===== Record set
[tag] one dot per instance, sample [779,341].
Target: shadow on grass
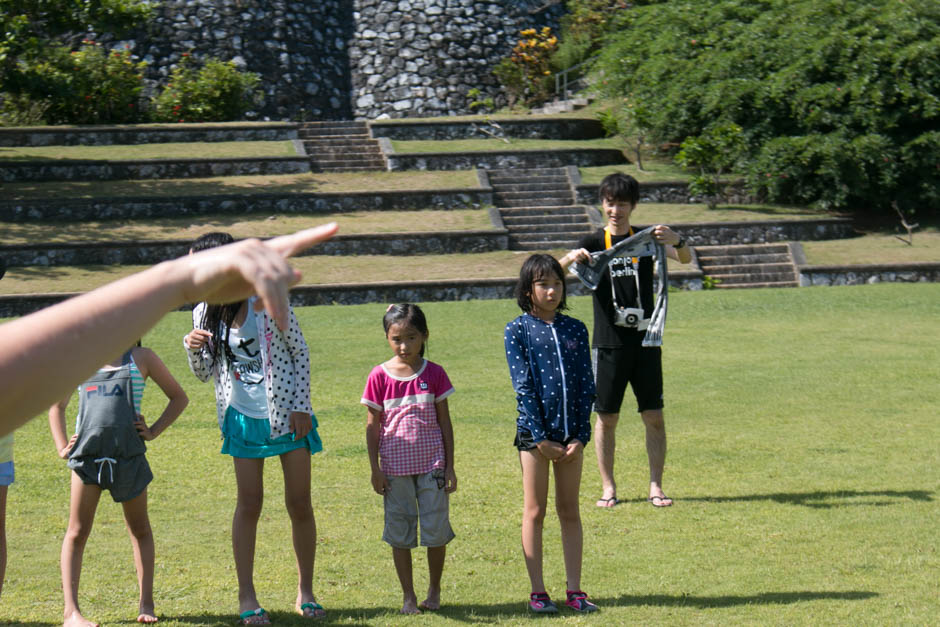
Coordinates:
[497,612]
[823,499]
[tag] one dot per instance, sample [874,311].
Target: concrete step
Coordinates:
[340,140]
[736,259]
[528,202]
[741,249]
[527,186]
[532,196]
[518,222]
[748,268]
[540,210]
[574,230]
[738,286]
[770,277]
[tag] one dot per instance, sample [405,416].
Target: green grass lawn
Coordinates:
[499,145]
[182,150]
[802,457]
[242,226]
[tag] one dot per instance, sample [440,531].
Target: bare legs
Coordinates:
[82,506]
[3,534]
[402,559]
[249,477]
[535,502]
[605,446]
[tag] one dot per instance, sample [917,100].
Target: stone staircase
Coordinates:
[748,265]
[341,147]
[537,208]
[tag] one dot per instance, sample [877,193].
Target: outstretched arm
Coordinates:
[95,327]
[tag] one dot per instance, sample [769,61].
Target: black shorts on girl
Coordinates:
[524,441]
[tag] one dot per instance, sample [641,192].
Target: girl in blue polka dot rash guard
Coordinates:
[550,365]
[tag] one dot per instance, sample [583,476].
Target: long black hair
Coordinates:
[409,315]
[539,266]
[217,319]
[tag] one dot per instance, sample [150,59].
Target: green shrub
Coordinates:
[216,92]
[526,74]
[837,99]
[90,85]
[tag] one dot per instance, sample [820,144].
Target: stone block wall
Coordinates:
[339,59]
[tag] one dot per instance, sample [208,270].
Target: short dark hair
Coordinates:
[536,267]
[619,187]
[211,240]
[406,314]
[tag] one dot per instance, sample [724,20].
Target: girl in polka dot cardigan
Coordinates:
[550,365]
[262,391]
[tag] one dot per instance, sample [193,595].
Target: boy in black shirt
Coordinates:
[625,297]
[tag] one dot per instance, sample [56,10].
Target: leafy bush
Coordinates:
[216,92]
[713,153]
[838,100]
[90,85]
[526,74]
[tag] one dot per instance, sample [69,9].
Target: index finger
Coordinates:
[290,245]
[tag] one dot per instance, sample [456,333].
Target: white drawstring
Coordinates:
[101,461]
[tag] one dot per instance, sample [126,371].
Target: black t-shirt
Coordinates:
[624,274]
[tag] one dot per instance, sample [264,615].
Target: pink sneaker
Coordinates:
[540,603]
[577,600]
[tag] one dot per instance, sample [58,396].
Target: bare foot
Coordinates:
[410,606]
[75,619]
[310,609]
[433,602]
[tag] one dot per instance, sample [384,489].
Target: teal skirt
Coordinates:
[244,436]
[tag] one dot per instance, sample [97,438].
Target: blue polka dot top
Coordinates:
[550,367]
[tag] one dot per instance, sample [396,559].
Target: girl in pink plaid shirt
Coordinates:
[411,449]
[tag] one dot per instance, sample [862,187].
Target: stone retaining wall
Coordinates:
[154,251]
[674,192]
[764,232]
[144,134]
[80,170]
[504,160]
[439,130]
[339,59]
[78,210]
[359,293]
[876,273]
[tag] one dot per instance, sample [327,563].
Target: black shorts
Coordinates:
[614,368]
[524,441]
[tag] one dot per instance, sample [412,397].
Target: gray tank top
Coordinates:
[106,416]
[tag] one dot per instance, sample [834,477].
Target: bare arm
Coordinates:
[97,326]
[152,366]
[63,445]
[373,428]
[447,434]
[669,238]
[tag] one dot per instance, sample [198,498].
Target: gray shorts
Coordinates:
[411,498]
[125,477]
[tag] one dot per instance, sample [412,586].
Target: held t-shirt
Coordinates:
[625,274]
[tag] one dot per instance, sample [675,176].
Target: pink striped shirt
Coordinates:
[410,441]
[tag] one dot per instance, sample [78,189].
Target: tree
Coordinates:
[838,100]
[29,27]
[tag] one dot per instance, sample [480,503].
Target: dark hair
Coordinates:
==========
===== Record set
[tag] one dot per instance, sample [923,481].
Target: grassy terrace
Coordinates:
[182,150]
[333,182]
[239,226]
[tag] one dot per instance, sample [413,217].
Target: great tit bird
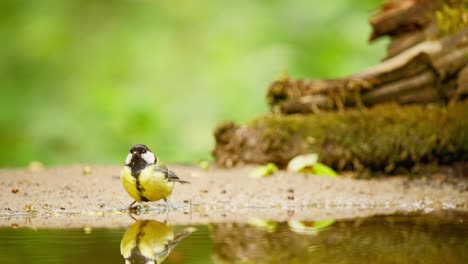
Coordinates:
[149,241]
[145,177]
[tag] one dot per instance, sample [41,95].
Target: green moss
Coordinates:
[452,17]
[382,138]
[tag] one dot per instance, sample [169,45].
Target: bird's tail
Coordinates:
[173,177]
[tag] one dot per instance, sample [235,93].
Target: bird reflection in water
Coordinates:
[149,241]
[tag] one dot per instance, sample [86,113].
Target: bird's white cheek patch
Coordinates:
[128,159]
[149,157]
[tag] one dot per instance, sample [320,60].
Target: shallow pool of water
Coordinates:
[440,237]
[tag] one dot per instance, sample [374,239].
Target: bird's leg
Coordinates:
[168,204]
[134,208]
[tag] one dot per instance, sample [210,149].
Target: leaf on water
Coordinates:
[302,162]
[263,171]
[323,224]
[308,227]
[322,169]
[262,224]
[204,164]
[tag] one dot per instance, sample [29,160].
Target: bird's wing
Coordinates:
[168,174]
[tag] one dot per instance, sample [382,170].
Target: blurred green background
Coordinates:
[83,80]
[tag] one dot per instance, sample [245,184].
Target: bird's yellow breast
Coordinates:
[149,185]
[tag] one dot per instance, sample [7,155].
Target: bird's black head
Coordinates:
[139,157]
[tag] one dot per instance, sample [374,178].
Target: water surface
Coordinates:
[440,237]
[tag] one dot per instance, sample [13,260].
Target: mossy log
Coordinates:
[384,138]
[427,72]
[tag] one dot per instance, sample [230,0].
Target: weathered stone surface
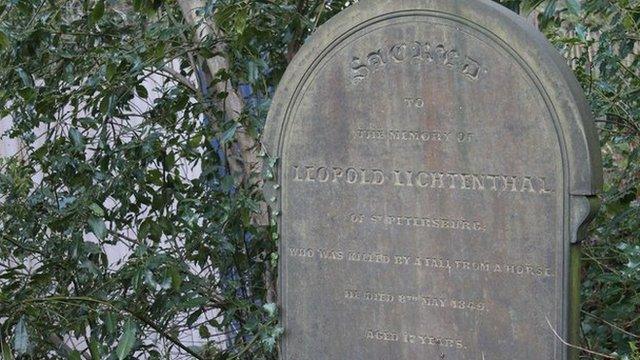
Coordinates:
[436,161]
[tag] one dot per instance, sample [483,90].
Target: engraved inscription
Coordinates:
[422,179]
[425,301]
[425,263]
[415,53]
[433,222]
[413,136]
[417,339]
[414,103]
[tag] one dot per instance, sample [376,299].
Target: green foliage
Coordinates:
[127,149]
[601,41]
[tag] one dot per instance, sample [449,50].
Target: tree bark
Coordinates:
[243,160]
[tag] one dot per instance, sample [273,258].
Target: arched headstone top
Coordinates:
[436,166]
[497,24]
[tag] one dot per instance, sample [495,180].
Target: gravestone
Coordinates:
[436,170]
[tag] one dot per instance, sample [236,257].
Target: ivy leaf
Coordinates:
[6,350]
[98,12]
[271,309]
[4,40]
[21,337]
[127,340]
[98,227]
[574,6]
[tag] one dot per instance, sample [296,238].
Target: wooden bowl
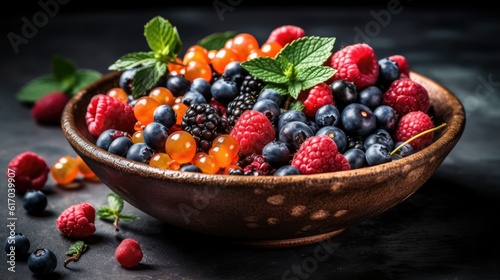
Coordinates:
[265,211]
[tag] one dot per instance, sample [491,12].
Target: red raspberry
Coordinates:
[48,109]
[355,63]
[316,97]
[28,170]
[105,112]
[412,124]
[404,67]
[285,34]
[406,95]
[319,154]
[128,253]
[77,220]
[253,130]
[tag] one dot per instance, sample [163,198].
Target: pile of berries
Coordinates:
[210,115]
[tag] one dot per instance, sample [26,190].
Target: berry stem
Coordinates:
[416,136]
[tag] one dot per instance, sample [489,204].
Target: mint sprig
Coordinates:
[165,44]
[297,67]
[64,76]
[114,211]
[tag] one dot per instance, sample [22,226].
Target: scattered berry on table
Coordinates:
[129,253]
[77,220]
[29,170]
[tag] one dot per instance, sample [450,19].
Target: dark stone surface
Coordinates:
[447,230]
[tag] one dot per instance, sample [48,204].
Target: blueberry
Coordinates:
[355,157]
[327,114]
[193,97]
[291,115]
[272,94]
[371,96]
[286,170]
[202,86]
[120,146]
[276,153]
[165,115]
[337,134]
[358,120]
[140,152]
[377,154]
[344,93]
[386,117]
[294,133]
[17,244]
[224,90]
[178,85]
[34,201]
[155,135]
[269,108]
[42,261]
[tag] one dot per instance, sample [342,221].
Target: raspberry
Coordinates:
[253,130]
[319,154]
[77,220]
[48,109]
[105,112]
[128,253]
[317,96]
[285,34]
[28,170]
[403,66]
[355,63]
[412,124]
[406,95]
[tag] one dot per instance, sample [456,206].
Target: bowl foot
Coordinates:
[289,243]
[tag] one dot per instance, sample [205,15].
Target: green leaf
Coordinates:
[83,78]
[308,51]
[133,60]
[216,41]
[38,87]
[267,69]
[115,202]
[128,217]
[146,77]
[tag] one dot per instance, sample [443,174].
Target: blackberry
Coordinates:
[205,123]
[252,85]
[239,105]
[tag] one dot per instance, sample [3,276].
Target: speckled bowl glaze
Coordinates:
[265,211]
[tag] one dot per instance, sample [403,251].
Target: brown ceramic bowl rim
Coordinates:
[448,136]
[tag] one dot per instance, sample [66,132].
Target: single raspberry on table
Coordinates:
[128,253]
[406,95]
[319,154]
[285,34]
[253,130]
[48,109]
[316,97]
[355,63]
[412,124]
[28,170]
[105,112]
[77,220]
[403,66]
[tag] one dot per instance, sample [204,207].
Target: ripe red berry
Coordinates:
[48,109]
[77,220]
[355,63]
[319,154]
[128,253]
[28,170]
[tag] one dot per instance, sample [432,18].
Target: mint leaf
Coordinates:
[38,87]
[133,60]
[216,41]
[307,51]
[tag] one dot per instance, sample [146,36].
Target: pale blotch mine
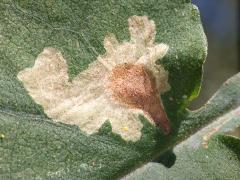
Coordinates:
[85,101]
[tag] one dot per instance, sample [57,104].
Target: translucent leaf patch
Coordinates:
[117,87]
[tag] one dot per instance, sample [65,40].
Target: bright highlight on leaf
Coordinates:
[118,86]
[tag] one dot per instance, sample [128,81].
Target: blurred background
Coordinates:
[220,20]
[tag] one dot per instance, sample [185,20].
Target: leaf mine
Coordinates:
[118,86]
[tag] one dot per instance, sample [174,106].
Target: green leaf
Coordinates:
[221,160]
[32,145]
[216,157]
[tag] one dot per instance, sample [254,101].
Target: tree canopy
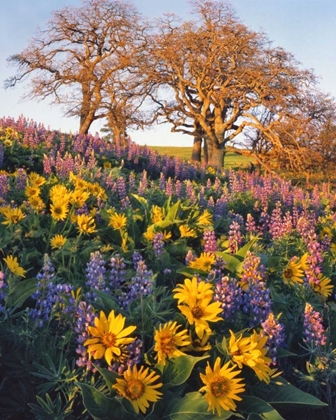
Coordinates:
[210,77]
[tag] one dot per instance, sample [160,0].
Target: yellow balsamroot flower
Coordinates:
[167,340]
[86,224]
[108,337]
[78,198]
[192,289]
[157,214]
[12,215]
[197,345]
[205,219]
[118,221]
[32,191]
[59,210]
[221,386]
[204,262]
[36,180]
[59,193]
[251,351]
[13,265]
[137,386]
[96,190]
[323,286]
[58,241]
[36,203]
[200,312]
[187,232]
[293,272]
==========
===== Record set
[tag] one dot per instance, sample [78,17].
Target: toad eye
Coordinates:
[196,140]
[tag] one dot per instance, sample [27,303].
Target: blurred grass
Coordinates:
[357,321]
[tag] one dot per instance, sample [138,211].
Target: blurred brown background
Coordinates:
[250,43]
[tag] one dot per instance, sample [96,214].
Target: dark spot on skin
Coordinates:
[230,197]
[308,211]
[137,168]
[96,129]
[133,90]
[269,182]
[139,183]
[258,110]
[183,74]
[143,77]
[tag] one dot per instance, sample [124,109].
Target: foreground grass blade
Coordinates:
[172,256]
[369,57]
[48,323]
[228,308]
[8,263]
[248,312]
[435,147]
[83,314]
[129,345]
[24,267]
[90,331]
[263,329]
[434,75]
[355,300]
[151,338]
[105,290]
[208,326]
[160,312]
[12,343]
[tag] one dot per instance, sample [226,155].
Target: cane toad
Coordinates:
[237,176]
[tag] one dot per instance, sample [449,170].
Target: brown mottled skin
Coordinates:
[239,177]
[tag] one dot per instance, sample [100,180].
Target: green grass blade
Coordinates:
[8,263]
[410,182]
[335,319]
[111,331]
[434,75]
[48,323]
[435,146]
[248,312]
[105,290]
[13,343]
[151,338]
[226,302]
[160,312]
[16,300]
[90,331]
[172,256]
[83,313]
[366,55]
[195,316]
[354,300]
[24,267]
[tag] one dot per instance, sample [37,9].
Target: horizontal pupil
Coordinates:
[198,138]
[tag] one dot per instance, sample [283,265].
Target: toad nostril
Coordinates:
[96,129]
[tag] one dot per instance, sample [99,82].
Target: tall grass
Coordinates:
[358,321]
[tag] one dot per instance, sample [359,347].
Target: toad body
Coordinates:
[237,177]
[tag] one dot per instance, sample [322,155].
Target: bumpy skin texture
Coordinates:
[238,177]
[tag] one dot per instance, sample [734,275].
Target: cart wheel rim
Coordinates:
==========
◆ Given problem ◆
Report each line of the data above that contains the word "bare".

◆ Correct output ◆
Target: bare legs
Target: bare foot
Target: bare arm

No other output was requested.